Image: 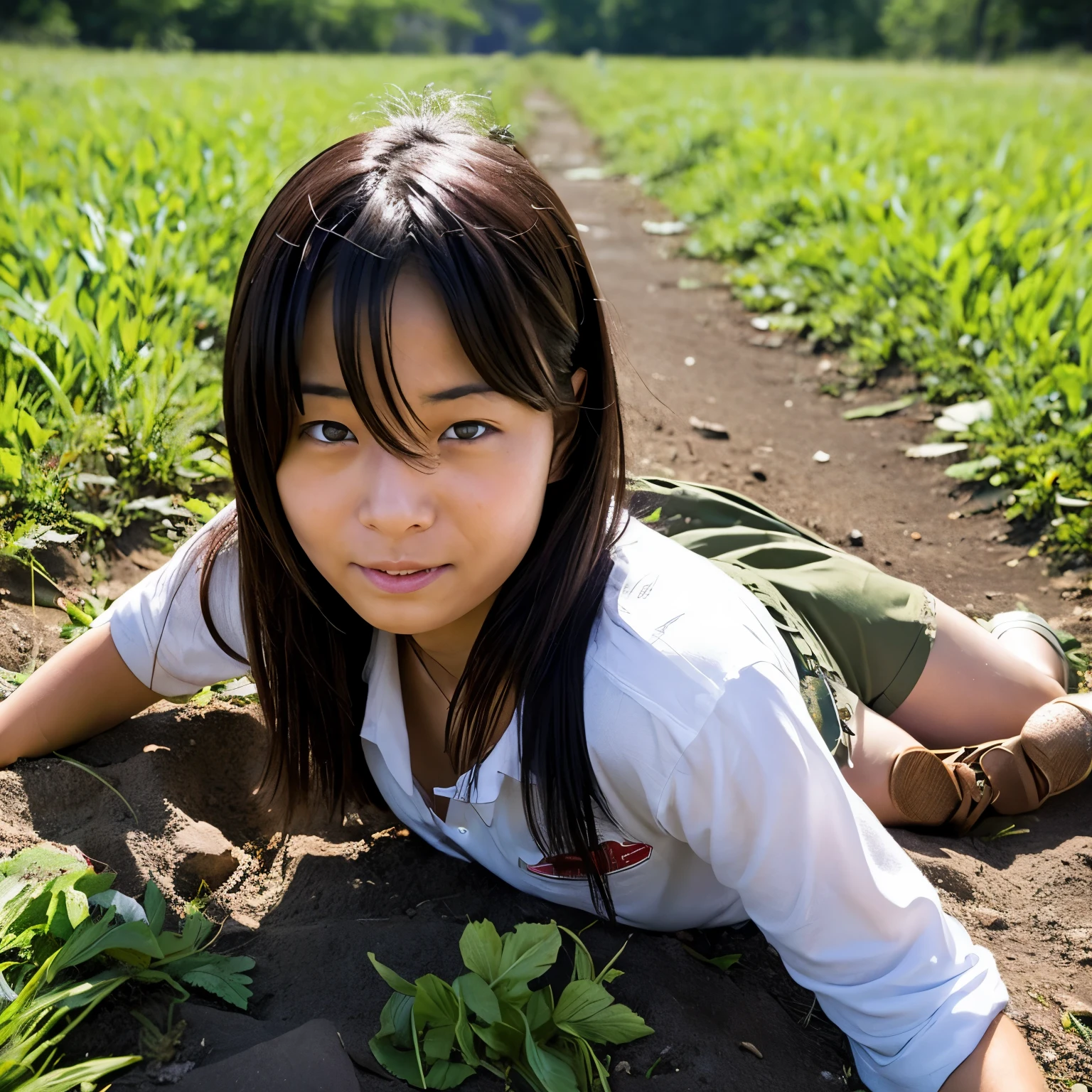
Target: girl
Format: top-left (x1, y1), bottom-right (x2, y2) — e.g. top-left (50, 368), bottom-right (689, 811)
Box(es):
top-left (0, 95), bottom-right (1092, 1092)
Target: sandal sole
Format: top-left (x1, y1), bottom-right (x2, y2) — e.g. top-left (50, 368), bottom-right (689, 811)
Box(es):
top-left (1020, 695), bottom-right (1092, 798)
top-left (890, 750), bottom-right (962, 827)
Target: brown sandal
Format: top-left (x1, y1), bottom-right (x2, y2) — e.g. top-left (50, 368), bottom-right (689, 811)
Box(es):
top-left (890, 744), bottom-right (996, 835)
top-left (1000, 693), bottom-right (1092, 815)
top-left (890, 695), bottom-right (1092, 835)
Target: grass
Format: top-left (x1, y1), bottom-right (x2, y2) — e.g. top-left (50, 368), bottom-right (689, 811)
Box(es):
top-left (533, 58), bottom-right (1092, 556)
top-left (0, 47), bottom-right (524, 560)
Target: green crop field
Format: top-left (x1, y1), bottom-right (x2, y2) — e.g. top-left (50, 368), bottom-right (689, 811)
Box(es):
top-left (532, 57), bottom-right (1092, 555)
top-left (0, 48), bottom-right (520, 559)
top-left (0, 47), bottom-right (1092, 557)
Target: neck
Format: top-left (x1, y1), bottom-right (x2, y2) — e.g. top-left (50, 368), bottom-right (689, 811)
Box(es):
top-left (411, 595), bottom-right (496, 679)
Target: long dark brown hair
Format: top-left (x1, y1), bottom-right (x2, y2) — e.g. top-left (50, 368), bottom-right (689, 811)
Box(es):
top-left (201, 93), bottom-right (625, 914)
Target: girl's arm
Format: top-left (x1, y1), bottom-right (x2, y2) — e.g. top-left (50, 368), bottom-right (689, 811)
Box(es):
top-left (940, 1013), bottom-right (1046, 1092)
top-left (0, 625), bottom-right (159, 766)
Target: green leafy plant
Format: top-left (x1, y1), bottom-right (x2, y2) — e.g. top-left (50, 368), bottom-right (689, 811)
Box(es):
top-left (0, 844), bottom-right (253, 1092)
top-left (368, 921), bottom-right (652, 1092)
top-left (57, 595), bottom-right (112, 641)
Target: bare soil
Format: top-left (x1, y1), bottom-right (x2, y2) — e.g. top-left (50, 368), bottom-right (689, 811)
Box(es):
top-left (0, 97), bottom-right (1092, 1092)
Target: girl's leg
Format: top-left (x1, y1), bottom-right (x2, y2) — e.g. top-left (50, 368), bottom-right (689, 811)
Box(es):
top-left (891, 601), bottom-right (1065, 748)
top-left (842, 601), bottom-right (1065, 827)
top-left (842, 701), bottom-right (919, 827)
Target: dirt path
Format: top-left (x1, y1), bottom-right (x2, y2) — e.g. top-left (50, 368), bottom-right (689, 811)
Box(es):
top-left (0, 100), bottom-right (1092, 1092)
top-left (532, 98), bottom-right (1092, 1082)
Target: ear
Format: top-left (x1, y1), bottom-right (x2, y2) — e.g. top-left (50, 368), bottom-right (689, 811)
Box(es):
top-left (547, 368), bottom-right (587, 485)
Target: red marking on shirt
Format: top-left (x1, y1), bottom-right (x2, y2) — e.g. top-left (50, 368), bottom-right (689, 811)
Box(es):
top-left (525, 842), bottom-right (652, 880)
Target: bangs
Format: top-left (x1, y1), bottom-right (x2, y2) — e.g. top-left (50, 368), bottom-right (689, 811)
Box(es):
top-left (282, 127), bottom-right (597, 459)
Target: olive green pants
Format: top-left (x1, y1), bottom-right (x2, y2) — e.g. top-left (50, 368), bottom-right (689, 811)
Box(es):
top-left (630, 478), bottom-right (936, 762)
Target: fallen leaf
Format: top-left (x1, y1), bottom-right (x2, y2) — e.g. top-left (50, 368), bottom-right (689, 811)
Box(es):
top-left (842, 394), bottom-right (917, 420)
top-left (933, 399), bottom-right (994, 432)
top-left (641, 220), bottom-right (687, 235)
top-left (690, 417), bottom-right (729, 440)
top-left (562, 167), bottom-right (604, 183)
top-left (906, 442), bottom-right (968, 459)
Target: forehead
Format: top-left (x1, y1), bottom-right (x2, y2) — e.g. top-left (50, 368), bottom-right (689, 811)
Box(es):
top-left (299, 269), bottom-right (481, 400)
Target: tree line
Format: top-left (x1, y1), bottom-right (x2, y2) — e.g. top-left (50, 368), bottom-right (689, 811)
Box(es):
top-left (0, 0), bottom-right (1092, 60)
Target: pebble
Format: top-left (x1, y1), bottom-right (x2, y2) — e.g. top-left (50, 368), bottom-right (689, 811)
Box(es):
top-left (974, 906), bottom-right (1009, 931)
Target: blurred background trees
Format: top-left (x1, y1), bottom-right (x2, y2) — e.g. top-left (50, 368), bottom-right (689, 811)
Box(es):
top-left (0, 0), bottom-right (1092, 60)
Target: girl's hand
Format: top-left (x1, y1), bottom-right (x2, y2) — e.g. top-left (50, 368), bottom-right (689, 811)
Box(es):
top-left (940, 1012), bottom-right (1046, 1092)
top-left (0, 625), bottom-right (159, 766)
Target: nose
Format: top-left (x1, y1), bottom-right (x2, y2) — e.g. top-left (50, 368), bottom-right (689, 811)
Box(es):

● **Task**: Nothing but the lines from the one with "Target: fallen leaf" through the last line should be repeated, each exactly as it stands.

● **Output below**:
Target: fallen leaf
Format: top-left (x1, y1), bottom-right (x2, y2) — e.g. top-left (50, 368), bottom-right (689, 811)
Box(es):
top-left (842, 394), bottom-right (917, 420)
top-left (933, 399), bottom-right (994, 432)
top-left (641, 220), bottom-right (687, 235)
top-left (690, 417), bottom-right (729, 440)
top-left (562, 167), bottom-right (604, 183)
top-left (906, 442), bottom-right (968, 459)
Target: forehead
Format: top-left (x1, y1), bottom-right (x2, y2) — e.g. top-left (50, 368), bottom-right (689, 811)
Box(es):
top-left (299, 269), bottom-right (481, 400)
Target: tree line
Format: top-left (x1, y1), bottom-right (x2, y2) — e.g. top-left (50, 368), bottom-right (689, 811)
Box(es):
top-left (0, 0), bottom-right (1092, 60)
Target: pebble
Format: top-left (x1, y1), bottom-right (x2, y2) — e.g. top-left (50, 368), bottom-right (689, 811)
Box(es):
top-left (974, 906), bottom-right (1009, 931)
Target: blurred background trees
Format: top-left (x1, y1), bottom-right (x2, y2) — e.g. top-left (50, 368), bottom-right (689, 811)
Box(es):
top-left (0, 0), bottom-right (1092, 60)
Target: girl's hand
Format: top-left (x1, y1), bottom-right (x2, y2) — e.g. top-left (50, 368), bottom-right (689, 811)
Box(es):
top-left (940, 1012), bottom-right (1046, 1092)
top-left (0, 625), bottom-right (159, 766)
Target: nose
Format: top-left (x1, y1), bottom-right (x2, y2) — e.g. top-left (50, 368), bottom-right (689, 811)
Box(es):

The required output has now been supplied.